● WHAT THIS TASK INVOLVES: Whatever the records below say, write them all out exactly.

● SOURCE DATA:
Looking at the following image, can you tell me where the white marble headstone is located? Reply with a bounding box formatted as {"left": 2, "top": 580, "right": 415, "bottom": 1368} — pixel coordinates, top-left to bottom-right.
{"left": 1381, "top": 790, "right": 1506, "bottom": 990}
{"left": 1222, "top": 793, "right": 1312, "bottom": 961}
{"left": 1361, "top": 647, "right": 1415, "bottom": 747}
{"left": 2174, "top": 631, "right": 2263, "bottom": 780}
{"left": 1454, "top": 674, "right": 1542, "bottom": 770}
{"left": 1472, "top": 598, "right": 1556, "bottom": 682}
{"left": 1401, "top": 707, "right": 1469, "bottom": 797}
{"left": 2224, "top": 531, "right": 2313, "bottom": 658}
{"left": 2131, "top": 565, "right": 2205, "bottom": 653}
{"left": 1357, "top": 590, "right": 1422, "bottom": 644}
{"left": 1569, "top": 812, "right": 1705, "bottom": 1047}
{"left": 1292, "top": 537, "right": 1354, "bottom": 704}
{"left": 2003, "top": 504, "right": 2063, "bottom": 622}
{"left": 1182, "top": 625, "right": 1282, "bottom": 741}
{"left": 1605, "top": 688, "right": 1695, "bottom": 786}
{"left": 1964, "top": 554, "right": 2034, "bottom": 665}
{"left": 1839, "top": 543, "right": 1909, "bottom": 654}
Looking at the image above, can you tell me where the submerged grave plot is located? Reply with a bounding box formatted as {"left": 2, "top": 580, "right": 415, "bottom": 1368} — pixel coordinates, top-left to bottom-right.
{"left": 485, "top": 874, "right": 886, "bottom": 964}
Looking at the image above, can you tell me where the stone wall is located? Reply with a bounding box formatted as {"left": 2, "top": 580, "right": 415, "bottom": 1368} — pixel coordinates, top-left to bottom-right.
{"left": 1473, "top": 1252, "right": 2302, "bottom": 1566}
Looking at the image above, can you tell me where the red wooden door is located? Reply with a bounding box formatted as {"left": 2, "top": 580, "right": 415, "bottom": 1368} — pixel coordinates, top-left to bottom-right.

● REPLY:
Looking at the following image, can you tell me where the white marble headstone is located? Reply with a bounding box formatted as {"left": 2, "top": 580, "right": 415, "bottom": 1368} — pixel coordinates, top-left to bottom-right.
{"left": 1381, "top": 790, "right": 1506, "bottom": 990}
{"left": 1222, "top": 793, "right": 1312, "bottom": 961}
{"left": 1361, "top": 647, "right": 1415, "bottom": 747}
{"left": 2174, "top": 631, "right": 2263, "bottom": 780}
{"left": 1454, "top": 674, "right": 1542, "bottom": 770}
{"left": 1472, "top": 598, "right": 1556, "bottom": 682}
{"left": 1401, "top": 707, "right": 1469, "bottom": 797}
{"left": 2224, "top": 531, "right": 2313, "bottom": 658}
{"left": 2131, "top": 565, "right": 2205, "bottom": 653}
{"left": 1357, "top": 590, "right": 1422, "bottom": 644}
{"left": 1569, "top": 812, "right": 1705, "bottom": 1047}
{"left": 1292, "top": 537, "right": 1354, "bottom": 704}
{"left": 2003, "top": 504, "right": 2063, "bottom": 622}
{"left": 1182, "top": 625, "right": 1282, "bottom": 741}
{"left": 1605, "top": 688, "right": 1695, "bottom": 786}
{"left": 1964, "top": 554, "right": 2034, "bottom": 665}
{"left": 1839, "top": 543, "right": 1909, "bottom": 654}
Looking at the image above, can you tell me where the submerged grave plot is located? Reply with a bounding box formatted as {"left": 2, "top": 580, "right": 415, "bottom": 1368} — pixel coordinates, top-left to bottom-right.
{"left": 485, "top": 874, "right": 886, "bottom": 964}
Looking at the image above, can you tell me where the stone wall is located? Reply with a bounding box formatted as {"left": 2, "top": 580, "right": 415, "bottom": 1368} — pixel coordinates, top-left to bottom-right.
{"left": 1473, "top": 1252, "right": 2302, "bottom": 1566}
Looking at the image above, can you tell me where the red wooden door is located? Reply with a bounding box formatted as {"left": 2, "top": 580, "right": 415, "bottom": 1368} — pixel coordinates, top-left to bottom-right.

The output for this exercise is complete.